# EXERCISE GOAL
Count the rows below that contain the word "wheel" and reply with only that number.

== EXTRACTED DATA ==

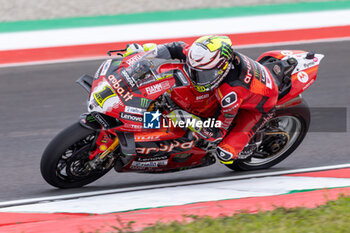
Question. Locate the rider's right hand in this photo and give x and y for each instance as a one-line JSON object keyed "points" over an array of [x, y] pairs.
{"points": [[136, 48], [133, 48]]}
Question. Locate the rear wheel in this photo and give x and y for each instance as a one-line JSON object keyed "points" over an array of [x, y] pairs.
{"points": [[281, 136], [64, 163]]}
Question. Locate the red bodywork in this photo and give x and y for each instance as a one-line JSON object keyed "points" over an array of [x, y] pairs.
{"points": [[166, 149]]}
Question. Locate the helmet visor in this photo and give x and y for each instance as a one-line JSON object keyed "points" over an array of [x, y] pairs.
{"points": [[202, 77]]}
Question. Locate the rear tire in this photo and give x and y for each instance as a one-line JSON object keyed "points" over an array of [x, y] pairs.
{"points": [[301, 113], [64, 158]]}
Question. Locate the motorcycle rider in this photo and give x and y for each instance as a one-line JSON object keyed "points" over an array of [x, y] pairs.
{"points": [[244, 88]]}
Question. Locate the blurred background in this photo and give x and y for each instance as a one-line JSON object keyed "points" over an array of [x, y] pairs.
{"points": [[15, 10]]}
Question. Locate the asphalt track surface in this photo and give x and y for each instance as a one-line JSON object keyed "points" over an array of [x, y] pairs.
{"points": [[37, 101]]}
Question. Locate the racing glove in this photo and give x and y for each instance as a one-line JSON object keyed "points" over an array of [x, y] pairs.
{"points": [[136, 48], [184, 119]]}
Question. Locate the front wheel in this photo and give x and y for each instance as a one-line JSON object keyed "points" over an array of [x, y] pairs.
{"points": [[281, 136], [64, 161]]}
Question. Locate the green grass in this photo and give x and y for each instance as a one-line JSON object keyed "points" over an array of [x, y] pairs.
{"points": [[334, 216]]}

===
== EXTRACTED DATA ==

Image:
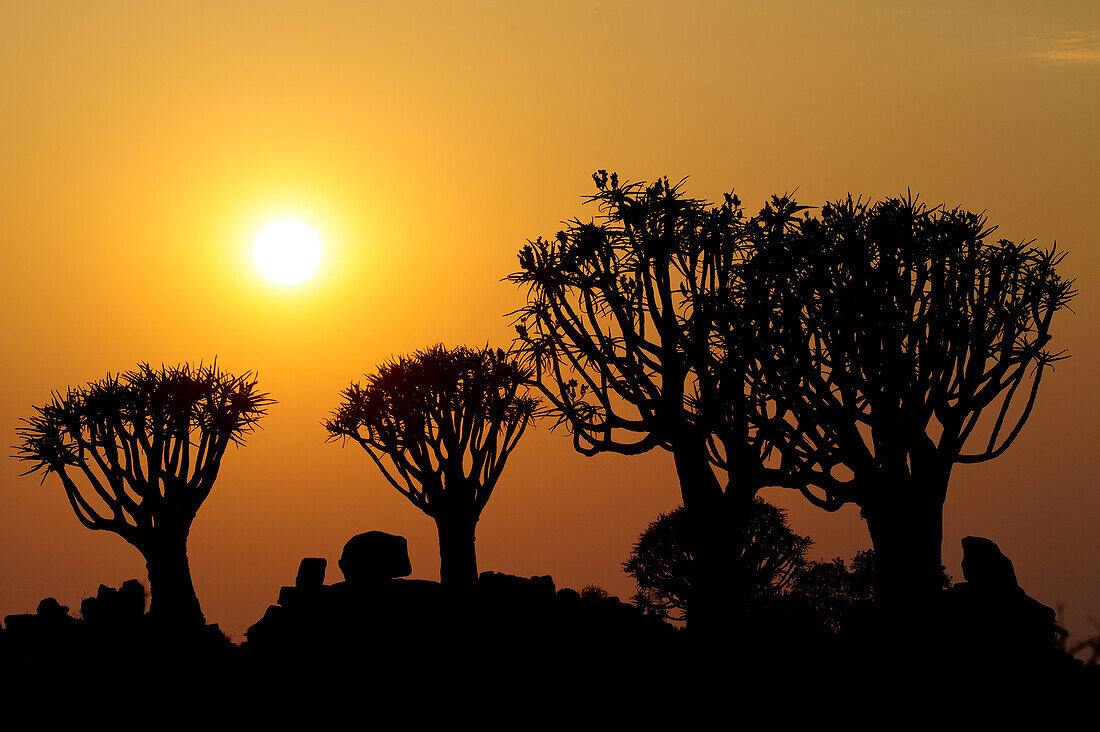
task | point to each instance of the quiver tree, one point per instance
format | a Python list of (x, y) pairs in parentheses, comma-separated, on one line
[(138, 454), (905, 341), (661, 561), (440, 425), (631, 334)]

===

# COMPLETE RESPONSE
2